[Source data]
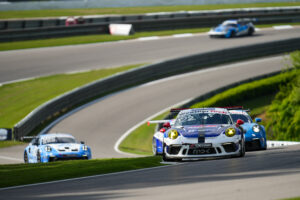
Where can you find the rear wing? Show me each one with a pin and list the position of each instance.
(237, 108)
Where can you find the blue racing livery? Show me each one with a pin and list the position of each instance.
(233, 28)
(53, 147)
(255, 134)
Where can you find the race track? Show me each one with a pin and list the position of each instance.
(21, 64)
(127, 108)
(271, 174)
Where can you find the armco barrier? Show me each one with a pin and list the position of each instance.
(148, 73)
(11, 30)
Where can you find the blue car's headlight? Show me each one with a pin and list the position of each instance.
(84, 148)
(48, 148)
(256, 128)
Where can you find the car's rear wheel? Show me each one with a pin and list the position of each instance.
(38, 157)
(25, 157)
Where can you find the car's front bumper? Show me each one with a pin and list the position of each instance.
(194, 150)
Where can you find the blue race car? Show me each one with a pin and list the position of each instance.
(233, 28)
(255, 134)
(53, 147)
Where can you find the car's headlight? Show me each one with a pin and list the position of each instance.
(84, 148)
(173, 134)
(230, 132)
(256, 128)
(48, 148)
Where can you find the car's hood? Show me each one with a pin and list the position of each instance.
(208, 130)
(221, 28)
(65, 146)
(247, 126)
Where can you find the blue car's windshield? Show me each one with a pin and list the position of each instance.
(54, 140)
(245, 118)
(202, 119)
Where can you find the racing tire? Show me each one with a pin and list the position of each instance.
(250, 31)
(25, 157)
(38, 157)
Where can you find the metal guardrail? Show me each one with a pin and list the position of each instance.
(13, 30)
(148, 73)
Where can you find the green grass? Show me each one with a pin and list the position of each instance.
(18, 99)
(131, 10)
(74, 40)
(10, 143)
(140, 140)
(21, 174)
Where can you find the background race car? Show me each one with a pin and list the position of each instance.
(52, 147)
(232, 28)
(199, 133)
(255, 134)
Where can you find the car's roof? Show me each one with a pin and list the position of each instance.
(49, 135)
(208, 110)
(231, 21)
(243, 112)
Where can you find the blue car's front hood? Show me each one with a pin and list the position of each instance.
(221, 28)
(208, 130)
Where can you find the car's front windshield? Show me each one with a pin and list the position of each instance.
(202, 118)
(54, 140)
(245, 118)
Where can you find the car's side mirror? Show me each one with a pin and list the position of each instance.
(257, 119)
(167, 125)
(239, 122)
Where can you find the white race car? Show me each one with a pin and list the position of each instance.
(199, 133)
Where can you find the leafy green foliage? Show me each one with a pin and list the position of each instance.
(284, 112)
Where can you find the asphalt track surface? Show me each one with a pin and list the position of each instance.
(20, 64)
(101, 124)
(271, 174)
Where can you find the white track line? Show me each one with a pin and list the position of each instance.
(9, 158)
(283, 27)
(148, 38)
(183, 35)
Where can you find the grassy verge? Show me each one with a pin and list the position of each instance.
(74, 40)
(21, 174)
(132, 10)
(140, 140)
(18, 99)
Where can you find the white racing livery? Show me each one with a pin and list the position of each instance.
(199, 133)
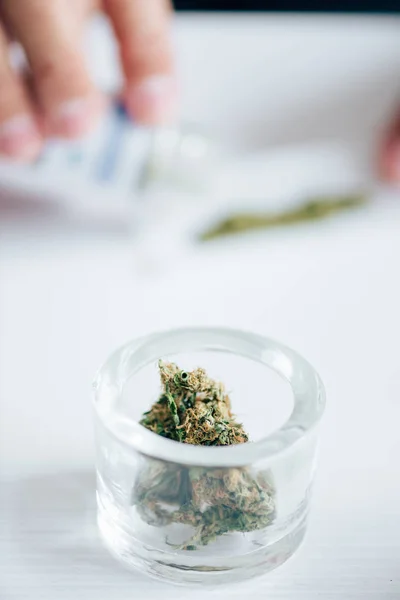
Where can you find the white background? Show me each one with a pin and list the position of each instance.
(332, 293)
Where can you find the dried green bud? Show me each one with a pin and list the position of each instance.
(195, 409)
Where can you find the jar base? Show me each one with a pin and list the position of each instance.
(183, 570)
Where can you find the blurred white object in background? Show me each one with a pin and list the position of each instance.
(101, 178)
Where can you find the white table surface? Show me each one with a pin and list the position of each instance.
(331, 292)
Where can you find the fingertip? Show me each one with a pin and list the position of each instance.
(74, 117)
(153, 100)
(20, 138)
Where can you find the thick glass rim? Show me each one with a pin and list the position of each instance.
(307, 389)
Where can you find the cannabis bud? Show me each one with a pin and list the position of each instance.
(195, 409)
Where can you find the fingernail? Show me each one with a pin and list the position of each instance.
(20, 138)
(74, 117)
(153, 101)
(396, 163)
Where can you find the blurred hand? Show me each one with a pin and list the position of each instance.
(58, 98)
(390, 157)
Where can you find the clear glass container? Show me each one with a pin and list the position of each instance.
(265, 482)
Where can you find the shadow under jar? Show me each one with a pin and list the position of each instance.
(265, 482)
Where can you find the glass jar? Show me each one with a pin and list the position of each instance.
(252, 507)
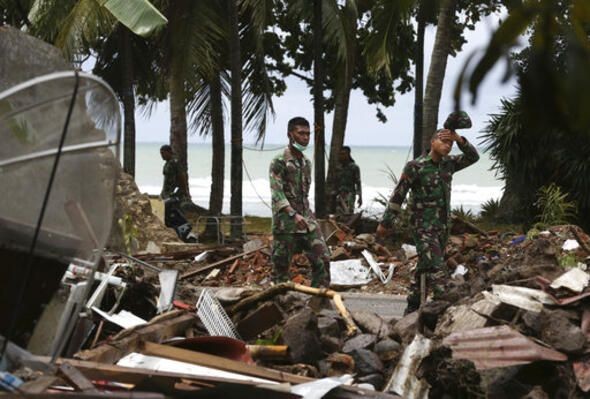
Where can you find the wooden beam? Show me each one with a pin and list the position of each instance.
(220, 263)
(75, 378)
(156, 332)
(220, 363)
(131, 375)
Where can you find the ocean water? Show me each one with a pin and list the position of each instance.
(471, 187)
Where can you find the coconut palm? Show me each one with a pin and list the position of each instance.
(438, 65)
(82, 27)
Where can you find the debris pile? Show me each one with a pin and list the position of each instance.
(135, 227)
(513, 321)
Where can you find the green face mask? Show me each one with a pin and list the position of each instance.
(298, 146)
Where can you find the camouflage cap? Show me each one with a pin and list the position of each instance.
(457, 120)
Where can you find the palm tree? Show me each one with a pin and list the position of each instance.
(236, 118)
(436, 73)
(318, 110)
(419, 86)
(76, 27)
(211, 85)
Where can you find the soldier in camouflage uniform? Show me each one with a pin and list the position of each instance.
(293, 224)
(429, 179)
(173, 174)
(348, 184)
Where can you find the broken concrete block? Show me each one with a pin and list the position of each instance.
(376, 380)
(302, 336)
(329, 326)
(387, 349)
(330, 344)
(366, 362)
(266, 316)
(339, 363)
(362, 341)
(405, 328)
(559, 332)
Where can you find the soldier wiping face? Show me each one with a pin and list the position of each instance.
(344, 154)
(299, 135)
(166, 152)
(441, 143)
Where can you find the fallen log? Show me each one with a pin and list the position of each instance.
(127, 342)
(279, 289)
(274, 352)
(219, 363)
(222, 262)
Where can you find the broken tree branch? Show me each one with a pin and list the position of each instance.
(220, 363)
(220, 263)
(279, 289)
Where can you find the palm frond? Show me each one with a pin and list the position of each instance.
(83, 26)
(382, 40)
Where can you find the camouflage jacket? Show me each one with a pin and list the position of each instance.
(171, 173)
(290, 179)
(348, 179)
(430, 184)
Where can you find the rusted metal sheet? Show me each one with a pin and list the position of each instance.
(404, 381)
(498, 346)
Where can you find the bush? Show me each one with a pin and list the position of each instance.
(490, 210)
(554, 206)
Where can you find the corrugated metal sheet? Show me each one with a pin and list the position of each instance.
(498, 346)
(523, 297)
(403, 380)
(563, 301)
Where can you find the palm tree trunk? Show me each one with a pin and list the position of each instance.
(178, 125)
(218, 160)
(236, 121)
(318, 112)
(341, 103)
(128, 100)
(438, 65)
(419, 87)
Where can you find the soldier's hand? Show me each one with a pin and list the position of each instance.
(382, 231)
(300, 222)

- **Work item**
Copy out the entries above in full and exactly, skipping every picture.

- **Answer below**
Where can you find the rear wing? Show me each one with a pin and list the position of each instance.
(237, 108)
Where can you find the blue racing livery? Show me each one with a pin and list the position of each instance.
(233, 28)
(53, 147)
(255, 134)
Where can you find the race track? Show me each one with a pin and list the position of each instance.
(21, 64)
(127, 108)
(271, 174)
Where can you find the armco barrier? Show me each one with a pin and list the position of each instance.
(148, 73)
(11, 30)
Where can you find the blue car's headlight? Show me each one with a pin and list the position of each instance.
(84, 148)
(48, 148)
(256, 128)
Where can you find the car's rear wheel? Show me each one with a pin and list the position of each instance.
(38, 157)
(25, 157)
Where can you find the car's front bumper? Show me each one with a pin and list the position of each instance.
(194, 150)
Where can you find the blue race car? Show me each one with a pin and list the position of each instance.
(233, 28)
(255, 134)
(53, 147)
Where can you find the car's headlight? Show me each one with a pin and list the position of each instance.
(84, 148)
(173, 134)
(230, 132)
(256, 128)
(48, 148)
Where can you find the car's hood? Show me each one with a pin and list the position of each instance.
(208, 130)
(221, 28)
(65, 146)
(247, 126)
Where can you find the blue car's windshield? Show me each one with a pin and list the position of each instance.
(54, 140)
(245, 118)
(202, 119)
Where can you find the racing tire? Show me each one with a pin and list the position of each instance.
(250, 31)
(25, 157)
(38, 157)
Where can you find the metal guardrail? Show me each one with a pin and list the position of each instance.
(13, 30)
(148, 73)
Where can you find the green grass? Show me each one with a pin and list the position of each instance.
(18, 99)
(131, 10)
(74, 40)
(10, 143)
(140, 140)
(21, 174)
Where can you find the background race car? Show me each one with a pin and list the position of each instance.
(52, 147)
(232, 28)
(199, 133)
(255, 134)
Where can you find the car's roof? Show me each one with a pin and list the position of each instance.
(49, 135)
(208, 110)
(231, 21)
(243, 112)
Where can you find the blue car's front hood? Show me each one with a pin and list the position of each instance.
(221, 28)
(208, 130)
Where can you find the car's front windshield? Show me each one with a pin and list the position of each instance.
(202, 118)
(54, 140)
(245, 118)
Where can you find the car's side mirror? Show me each one with a pin and list the position of each instance.
(257, 119)
(167, 125)
(239, 122)
Where can you find the white race car? Show me each one with a pin and list the position of each instance.
(199, 133)
Where can you find the leafy green foliage? Show me each one with a pin and list the position of each instance.
(284, 112)
Where can you find the asphalt track surface? Show me each one with a pin and list the position of each instance.
(20, 64)
(101, 124)
(271, 174)
Where can you find the white track line? Show me each one with a pin and list the position of each instance.
(9, 158)
(283, 27)
(148, 38)
(183, 35)
Where can you find the grassy verge? Show me each one with a pin and list the position of each instance.
(74, 40)
(21, 174)
(132, 10)
(140, 140)
(18, 99)
Where can you find the white racing livery? Show me each one with a pin and list the position of each instance.
(199, 133)
Where can you find the white background? Show me each one with a pin and list the position of each instance.
(332, 293)
Where can you find the dried green bud? Show me each one with a pin and list the position of each instance.
(195, 409)
Where can you find the jar base? Show me each one with a pin and list the position of each instance.
(183, 570)
Where can you find the blurred white object in background? Show me each one with a pin and list the position of each instance.
(101, 178)
Where can you find the white table surface? Show me each one with a pin and list the position of each instance.
(331, 292)
Where can you find the fingertip? Show me each one with a pin and list the position of each instance.
(74, 117)
(153, 100)
(20, 138)
Where can you find the thick glass rim? Show me each one with a pin and list the position of each instance.
(307, 389)
Where can you find the cannabis bud? Show me each one with a pin and list the position of each instance.
(195, 409)
Where can you find the fingernail? Show me each one with a pin and list the position of each instance.
(20, 138)
(74, 117)
(153, 101)
(396, 163)
Where can you find the blurred hand? Show me each one with a pin and list the position of each instance.
(58, 98)
(390, 157)
Where can you find the clear glass container? Show me each one with a pin and list the position of each instance.
(265, 482)
Where can you find the shadow under jar? Show me each one with a pin and list the position of each instance.
(265, 482)
Where can you find the glass jar? Show me each one with a pin and list the position of each instance.
(252, 507)
Where can you find the wooden beam? Show me each one with a pin and list the position of each instance.
(220, 263)
(75, 378)
(156, 332)
(220, 363)
(131, 375)
Where can you find the ocean water? Show me each one with a pin and list the position of each instance.
(471, 187)
Where can you find the coconut palm? Show me each one with a pin and list the position of each instance.
(438, 65)
(82, 27)
Where can you find the debris pile? Show me each one with a pin and list the position of each instance.
(135, 227)
(513, 321)
Where can you find the green face mask? Show me each one with a pin and list the position of each instance.
(298, 146)
Where can you find the camouflage cap? Show me each one with a pin and list the position of each instance.
(457, 120)
Where can you find the palm tree? Show me each one with a pin and list the position of each instance.
(236, 118)
(436, 73)
(318, 110)
(419, 86)
(76, 27)
(211, 85)
Where can you find the soldier in camouflage uniform? Show me each one with a pin and list the position of each instance.
(293, 224)
(429, 179)
(173, 174)
(348, 184)
Where can you find the broken concrete block? Show me each one with a pin and list the position of each instance.
(376, 380)
(302, 336)
(329, 326)
(387, 349)
(330, 344)
(366, 362)
(266, 316)
(339, 363)
(362, 341)
(405, 328)
(559, 332)
Where can you find the soldier wiping face? Show me each one with a pin and list the position of each instance.
(344, 154)
(299, 135)
(166, 152)
(441, 143)
Where can you find the fallen log? Show me each one with a pin and list the position of each instance.
(127, 342)
(279, 289)
(274, 352)
(219, 363)
(222, 262)
Where can you find the broken tree branch? Show me each one with a pin and list the position of each instance.
(220, 363)
(220, 263)
(279, 289)
Where can you find the palm frond? Show me each one with a pin and list the position of each instance.
(83, 26)
(382, 40)
Where can you find the camouflage jacket? Show me each one with a pin and list the position of each instance.
(171, 173)
(290, 179)
(348, 179)
(430, 184)
Where can you find the rusted metal sheet? Show me each one with a pin and list the position of each instance.
(404, 381)
(498, 346)
Where can you find the bush? Show me each one with a pin and list the position of each instance.
(490, 210)
(554, 206)
Where can you find the corrugated metal sheet? Show me each one with a pin and list the position of each instance.
(498, 346)
(523, 297)
(403, 380)
(563, 301)
Where can you find the palm tree trunk? Show me each one with a pin and list the position of each instance.
(178, 125)
(218, 160)
(236, 121)
(318, 112)
(341, 103)
(128, 100)
(438, 65)
(419, 87)
Where can you find the soldier's hand? Show me each one with a pin and list the position of each instance.
(382, 231)
(300, 222)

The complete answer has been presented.